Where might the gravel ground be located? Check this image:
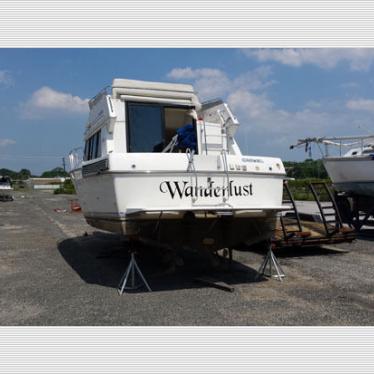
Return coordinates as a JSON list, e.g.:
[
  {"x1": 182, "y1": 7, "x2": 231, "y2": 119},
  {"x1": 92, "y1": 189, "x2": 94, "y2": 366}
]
[{"x1": 0, "y1": 191, "x2": 374, "y2": 325}]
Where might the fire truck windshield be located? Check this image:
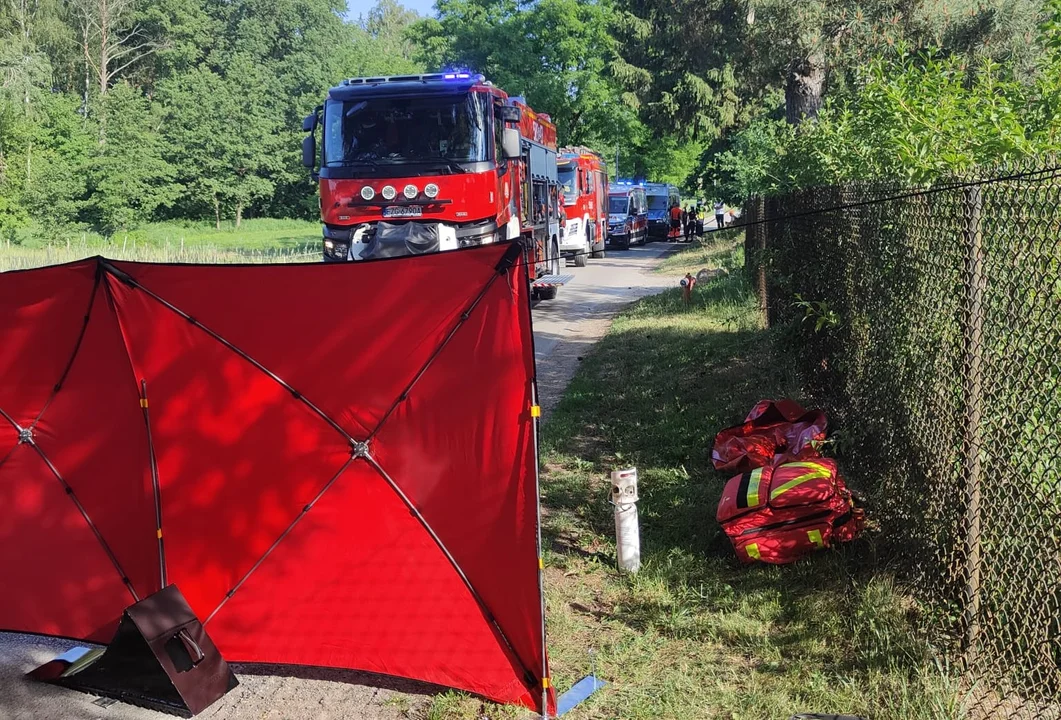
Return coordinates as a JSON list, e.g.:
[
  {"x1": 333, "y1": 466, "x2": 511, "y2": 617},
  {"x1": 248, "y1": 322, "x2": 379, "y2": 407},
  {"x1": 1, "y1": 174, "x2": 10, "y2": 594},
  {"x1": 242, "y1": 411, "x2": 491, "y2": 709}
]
[
  {"x1": 324, "y1": 92, "x2": 493, "y2": 168},
  {"x1": 556, "y1": 162, "x2": 578, "y2": 205}
]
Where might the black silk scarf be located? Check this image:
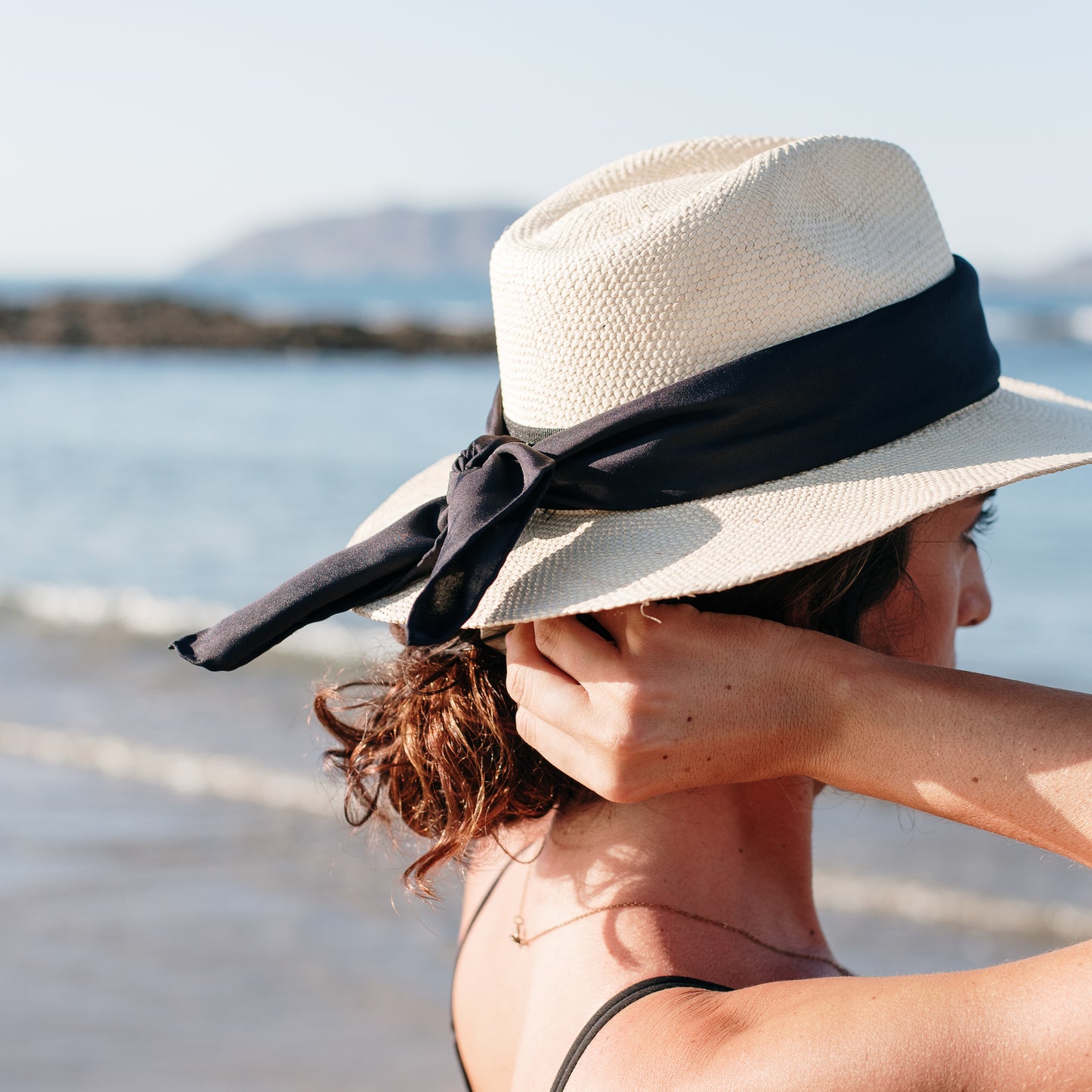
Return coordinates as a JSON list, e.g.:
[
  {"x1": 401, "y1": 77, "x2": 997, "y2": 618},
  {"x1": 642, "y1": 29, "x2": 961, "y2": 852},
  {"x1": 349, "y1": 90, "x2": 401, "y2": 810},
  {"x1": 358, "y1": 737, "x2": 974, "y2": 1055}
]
[{"x1": 172, "y1": 258, "x2": 1001, "y2": 670}]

_STATED TASK_
Write out all the material above word for word, omitting the pictures.

_RESULT FOR THIS EXERCISE_
Where might the gravel ground be located? Check this image:
Return coordinates as a JSON list, e.g.:
[
  {"x1": 182, "y1": 7, "x2": 231, "y2": 119},
  {"x1": 92, "y1": 189, "x2": 94, "y2": 366}
]
[{"x1": 0, "y1": 191, "x2": 374, "y2": 325}]
Where might the fire truck windshield be located? Check this image:
Return coordinates as a JSON list, e.g.:
[
  {"x1": 333, "y1": 466, "x2": 511, "y2": 617},
  {"x1": 248, "y1": 322, "x2": 379, "y2": 407},
  {"x1": 1, "y1": 174, "x2": 10, "y2": 594},
  {"x1": 242, "y1": 411, "x2": 491, "y2": 709}
]
[
  {"x1": 324, "y1": 92, "x2": 493, "y2": 168},
  {"x1": 556, "y1": 162, "x2": 578, "y2": 205}
]
Where might the black silk scarf be located? Check this image:
Return coordinates as a JSON list, e.g.:
[
  {"x1": 401, "y1": 77, "x2": 997, "y2": 618},
  {"x1": 642, "y1": 29, "x2": 961, "y2": 852},
  {"x1": 349, "y1": 90, "x2": 401, "y2": 810},
  {"x1": 358, "y1": 737, "x2": 974, "y2": 1055}
]
[{"x1": 172, "y1": 258, "x2": 1001, "y2": 670}]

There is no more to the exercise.